__Source document__.
◆ ◆ ◆ ◆ ◆
BACKGROUND OF THE INVENTION
It has been known for many years to provide photographic elements,
including both films and papers, with antistatic protection. Such
protection is very important since the accumulation of static
electrical charges on photographic elements is a very serious
problem in the photographic art. These charges arise from a variety
of factors during the manufacture, handling and use of photographic
elements. For example, they can occur on sensitizing equipment and
on slitting and spooling equipment, and can arise when the paper or
film is unwound from a roll or as a result of contact with
transport rollers. The generation of static is affected by the
conductivity and moisture content of the photographic material and
by the atmospheric conditions under which the material is handled.
The degree to which protection against the adverse effects of
static is needed is dependent on the nature of the particular
photographic element. Thus, elements utilizing high speed emulsions
have a particularly acute need for antistatic protection.
◆ ◆ ◆ ◆ ◆
__Set exercise A__.
Answer each question from the background section, one per line:
(i) What two kinds of photographic elements have been given antistatic protection?
(ii) Besides conductivity and moisture content, what affects the generation of static?
(iii) Which elements have a particularly acute need for antistatic protection?
__Set exercise B__.
Repeat the background section word for word from "The degree to" up to and including "for antistatic protection.".
__Set exercise C__.
Decide whether each statement agrees with the background section. Answer yes or no and quote the words that settle it.
(i) Static charges can arise when film is unwound from a roll.
(ii) All photographic elements need the same degree of protection against static.
(iii) Antistatic protection for photographic elements is a recent development.
The lines that come next have no connection to the background section.
◆ ◆ ◆ ◆ ◆
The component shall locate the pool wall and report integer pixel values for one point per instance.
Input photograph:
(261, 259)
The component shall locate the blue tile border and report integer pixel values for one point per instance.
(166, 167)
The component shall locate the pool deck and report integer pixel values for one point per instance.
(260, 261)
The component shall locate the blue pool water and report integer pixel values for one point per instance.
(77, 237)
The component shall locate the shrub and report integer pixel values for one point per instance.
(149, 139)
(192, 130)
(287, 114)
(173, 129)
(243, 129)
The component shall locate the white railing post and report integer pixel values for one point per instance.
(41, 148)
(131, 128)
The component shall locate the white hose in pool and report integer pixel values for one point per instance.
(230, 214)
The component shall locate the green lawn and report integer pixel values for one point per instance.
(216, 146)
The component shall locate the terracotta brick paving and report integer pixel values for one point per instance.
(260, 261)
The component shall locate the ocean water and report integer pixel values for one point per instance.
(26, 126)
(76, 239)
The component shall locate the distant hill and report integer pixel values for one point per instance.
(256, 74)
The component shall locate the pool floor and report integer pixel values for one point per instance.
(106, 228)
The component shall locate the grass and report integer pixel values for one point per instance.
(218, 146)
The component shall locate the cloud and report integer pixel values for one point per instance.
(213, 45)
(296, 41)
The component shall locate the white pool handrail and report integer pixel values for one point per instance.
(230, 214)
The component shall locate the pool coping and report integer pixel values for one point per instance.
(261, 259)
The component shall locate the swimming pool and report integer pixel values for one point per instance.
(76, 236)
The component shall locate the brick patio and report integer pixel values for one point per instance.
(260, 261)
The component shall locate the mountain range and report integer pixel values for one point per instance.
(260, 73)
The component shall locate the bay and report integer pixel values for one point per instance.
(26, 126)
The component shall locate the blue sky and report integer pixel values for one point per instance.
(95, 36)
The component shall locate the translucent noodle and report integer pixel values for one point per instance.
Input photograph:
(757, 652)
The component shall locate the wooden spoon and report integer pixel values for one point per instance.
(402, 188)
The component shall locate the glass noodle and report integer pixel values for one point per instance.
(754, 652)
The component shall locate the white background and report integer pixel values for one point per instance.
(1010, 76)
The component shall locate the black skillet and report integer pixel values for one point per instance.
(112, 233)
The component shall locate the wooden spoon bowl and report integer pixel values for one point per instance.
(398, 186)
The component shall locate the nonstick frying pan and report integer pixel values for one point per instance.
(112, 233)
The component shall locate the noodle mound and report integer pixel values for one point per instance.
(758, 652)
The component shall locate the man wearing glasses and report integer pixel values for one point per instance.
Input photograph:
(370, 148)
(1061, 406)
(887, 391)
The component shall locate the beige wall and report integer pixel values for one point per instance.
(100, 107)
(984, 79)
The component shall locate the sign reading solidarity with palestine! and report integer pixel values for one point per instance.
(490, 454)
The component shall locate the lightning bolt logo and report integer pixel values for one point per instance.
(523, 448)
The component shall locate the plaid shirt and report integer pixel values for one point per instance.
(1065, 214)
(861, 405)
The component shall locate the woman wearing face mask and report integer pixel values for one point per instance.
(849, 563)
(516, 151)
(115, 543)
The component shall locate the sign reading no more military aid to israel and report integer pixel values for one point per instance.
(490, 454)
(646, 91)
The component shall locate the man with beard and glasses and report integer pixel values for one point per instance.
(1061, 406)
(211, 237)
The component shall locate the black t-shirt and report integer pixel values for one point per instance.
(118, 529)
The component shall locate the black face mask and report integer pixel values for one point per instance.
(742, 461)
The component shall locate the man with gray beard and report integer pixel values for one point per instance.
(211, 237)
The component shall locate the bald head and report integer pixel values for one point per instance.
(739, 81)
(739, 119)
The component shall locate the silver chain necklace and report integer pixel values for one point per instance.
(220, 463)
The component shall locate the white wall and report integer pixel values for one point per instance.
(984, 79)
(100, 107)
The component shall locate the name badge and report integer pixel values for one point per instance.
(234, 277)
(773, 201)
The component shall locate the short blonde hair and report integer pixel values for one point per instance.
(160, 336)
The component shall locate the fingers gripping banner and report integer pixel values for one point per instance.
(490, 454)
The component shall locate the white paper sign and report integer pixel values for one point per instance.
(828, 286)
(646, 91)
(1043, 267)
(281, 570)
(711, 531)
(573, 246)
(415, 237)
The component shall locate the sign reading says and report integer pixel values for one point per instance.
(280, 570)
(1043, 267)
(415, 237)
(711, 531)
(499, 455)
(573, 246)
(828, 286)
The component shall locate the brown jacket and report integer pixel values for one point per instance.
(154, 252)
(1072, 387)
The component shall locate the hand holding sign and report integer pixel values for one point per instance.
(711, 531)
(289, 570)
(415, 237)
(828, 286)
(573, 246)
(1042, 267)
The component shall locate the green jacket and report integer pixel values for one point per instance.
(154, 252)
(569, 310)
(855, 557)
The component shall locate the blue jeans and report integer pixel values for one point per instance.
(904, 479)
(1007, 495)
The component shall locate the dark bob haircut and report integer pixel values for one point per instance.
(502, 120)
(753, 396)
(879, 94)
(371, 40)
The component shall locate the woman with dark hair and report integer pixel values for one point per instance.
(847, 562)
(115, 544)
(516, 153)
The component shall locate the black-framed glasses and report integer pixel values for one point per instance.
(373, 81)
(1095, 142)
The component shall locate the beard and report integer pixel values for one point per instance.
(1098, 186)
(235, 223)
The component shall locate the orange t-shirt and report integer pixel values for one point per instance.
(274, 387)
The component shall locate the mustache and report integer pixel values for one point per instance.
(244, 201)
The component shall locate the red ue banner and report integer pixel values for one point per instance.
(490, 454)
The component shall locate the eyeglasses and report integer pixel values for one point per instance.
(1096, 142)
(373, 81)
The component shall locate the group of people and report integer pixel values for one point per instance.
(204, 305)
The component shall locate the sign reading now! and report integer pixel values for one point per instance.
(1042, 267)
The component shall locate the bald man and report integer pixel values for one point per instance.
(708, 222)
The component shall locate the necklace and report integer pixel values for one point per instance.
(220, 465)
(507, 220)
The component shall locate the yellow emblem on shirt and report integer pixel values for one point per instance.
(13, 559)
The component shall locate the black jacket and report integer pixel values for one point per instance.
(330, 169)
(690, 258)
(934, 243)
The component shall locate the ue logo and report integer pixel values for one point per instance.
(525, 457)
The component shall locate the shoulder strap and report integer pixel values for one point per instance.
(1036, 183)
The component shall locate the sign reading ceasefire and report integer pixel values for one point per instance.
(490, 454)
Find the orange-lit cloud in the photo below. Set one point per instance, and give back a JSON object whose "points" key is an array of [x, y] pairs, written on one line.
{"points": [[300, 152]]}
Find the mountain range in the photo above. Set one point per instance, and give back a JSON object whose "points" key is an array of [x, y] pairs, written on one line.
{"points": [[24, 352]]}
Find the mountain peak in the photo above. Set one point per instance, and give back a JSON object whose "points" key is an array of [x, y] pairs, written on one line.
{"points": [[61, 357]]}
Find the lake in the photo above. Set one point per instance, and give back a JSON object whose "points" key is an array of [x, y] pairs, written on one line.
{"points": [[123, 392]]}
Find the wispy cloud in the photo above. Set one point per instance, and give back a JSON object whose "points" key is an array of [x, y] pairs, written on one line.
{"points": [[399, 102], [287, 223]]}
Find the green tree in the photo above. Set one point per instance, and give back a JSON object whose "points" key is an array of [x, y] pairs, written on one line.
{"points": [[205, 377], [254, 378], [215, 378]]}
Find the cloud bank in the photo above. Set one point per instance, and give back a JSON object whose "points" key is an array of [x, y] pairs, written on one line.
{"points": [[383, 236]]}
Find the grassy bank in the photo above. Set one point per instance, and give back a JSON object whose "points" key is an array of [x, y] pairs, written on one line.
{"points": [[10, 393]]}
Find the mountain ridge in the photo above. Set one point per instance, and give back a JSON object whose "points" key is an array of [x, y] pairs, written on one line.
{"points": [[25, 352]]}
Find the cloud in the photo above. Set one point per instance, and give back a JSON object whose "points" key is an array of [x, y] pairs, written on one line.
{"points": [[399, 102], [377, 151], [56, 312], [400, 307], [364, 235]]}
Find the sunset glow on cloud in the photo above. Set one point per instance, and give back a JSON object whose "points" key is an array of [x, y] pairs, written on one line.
◆ ◆ ◆ ◆ ◆
__Worked answer A__.
(i) Films and papers.
(ii) The atmospheric conditions under which the material is handled.
(iii) Elements utilizing high speed emulsions.

__Worked answer B__.
The degree to which protection against the adverse effects of
static is needed is dependent on the nature of the particular
photographic element. Thus, elements utilizing high speed emulsions
have a particularly acute need for antistatic protection.

__Worked answer C__.
(i) Yes: "can arise when the paper or film is unwound from a roll"
(ii) No: "The degree to which protection against the adverse effects of static is needed is dependent on the nature of the particular photographic element."
(iii) No: "It has been known for many years to provide photographic elements, including both films and papers, with antistatic protection."